> **Problem to solve**
Up to and including the final line, retype each line of the records below, starting with the one that contains "# point at: boy in navy".
*** Opening of Source data ***
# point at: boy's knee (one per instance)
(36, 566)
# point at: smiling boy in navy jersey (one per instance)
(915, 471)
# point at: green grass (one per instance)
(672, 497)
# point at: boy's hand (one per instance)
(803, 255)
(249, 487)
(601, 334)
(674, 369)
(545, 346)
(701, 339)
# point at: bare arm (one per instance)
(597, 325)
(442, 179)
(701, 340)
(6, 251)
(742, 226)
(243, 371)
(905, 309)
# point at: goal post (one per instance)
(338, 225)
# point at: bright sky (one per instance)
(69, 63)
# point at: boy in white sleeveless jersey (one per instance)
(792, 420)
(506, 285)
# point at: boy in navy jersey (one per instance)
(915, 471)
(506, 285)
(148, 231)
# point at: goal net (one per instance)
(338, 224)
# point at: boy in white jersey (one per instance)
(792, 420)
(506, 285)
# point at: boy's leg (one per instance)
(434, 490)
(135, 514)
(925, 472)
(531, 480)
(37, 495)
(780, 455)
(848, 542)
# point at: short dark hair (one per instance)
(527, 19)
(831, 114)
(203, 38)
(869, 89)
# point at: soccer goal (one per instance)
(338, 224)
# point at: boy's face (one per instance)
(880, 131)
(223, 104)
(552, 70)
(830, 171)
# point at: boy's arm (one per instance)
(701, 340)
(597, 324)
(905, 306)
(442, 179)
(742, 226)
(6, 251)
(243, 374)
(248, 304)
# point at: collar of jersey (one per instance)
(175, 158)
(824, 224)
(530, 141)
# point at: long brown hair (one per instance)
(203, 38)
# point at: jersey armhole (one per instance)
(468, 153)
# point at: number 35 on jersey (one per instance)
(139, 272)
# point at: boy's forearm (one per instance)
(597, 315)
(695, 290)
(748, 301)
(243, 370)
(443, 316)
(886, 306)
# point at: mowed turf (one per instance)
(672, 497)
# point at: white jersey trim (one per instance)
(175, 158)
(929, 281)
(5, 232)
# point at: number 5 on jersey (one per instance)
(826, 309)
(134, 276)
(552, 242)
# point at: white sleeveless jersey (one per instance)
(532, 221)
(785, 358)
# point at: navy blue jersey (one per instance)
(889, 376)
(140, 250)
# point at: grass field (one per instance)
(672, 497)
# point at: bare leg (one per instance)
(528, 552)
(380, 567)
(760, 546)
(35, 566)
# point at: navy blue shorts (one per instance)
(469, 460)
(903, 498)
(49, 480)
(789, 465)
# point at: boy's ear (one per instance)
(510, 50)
*** Close of Source data ***
> **Exercise answer**
# point at: boy in navy jersey (one per instance)
(915, 471)
(506, 285)
(148, 231)
# point at: goal net (one per instance)
(338, 224)
# point at: boy in white jersey (one per instance)
(792, 420)
(506, 285)
# point at: boy's leg (one per instance)
(434, 490)
(135, 514)
(925, 472)
(531, 480)
(37, 495)
(780, 455)
(848, 542)
# point at: short dark hair (one per instance)
(527, 19)
(831, 114)
(203, 38)
(869, 89)
# point at: soccer goal (one per instance)
(338, 224)
# point at: boy's face (one per instance)
(880, 131)
(223, 104)
(552, 70)
(830, 171)
# point at: boy's arm (one per instance)
(701, 340)
(597, 324)
(905, 306)
(442, 179)
(742, 226)
(6, 251)
(243, 374)
(248, 304)
# point at: collar of jersey (one per instance)
(175, 158)
(824, 224)
(530, 141)
# point at: long brown hair (one per instance)
(203, 38)
# point at: jersey armhole (one per instance)
(468, 153)
# point at: number 35 on jersey (one per instance)
(139, 272)
# point at: boy's forearm (one per instance)
(597, 315)
(695, 290)
(748, 301)
(243, 370)
(443, 316)
(886, 306)
# point at: mowed turf (one per instance)
(672, 497)
# point at: white jersey trim (one per instance)
(175, 158)
(929, 281)
(5, 232)
# point at: number 5 on jersey (one per instance)
(826, 309)
(134, 276)
(552, 242)
# point at: white sleeveless jersey (one per instance)
(532, 221)
(785, 358)
# point at: navy blue jersey (one per instance)
(889, 376)
(140, 250)
# point at: grass field (one per instance)
(672, 497)
# point at: bare leg (one per instance)
(528, 552)
(380, 567)
(760, 546)
(35, 566)
# point at: navy blue shorts (one per instance)
(469, 460)
(903, 498)
(49, 480)
(789, 465)
# point at: boy's ear (one per instance)
(510, 50)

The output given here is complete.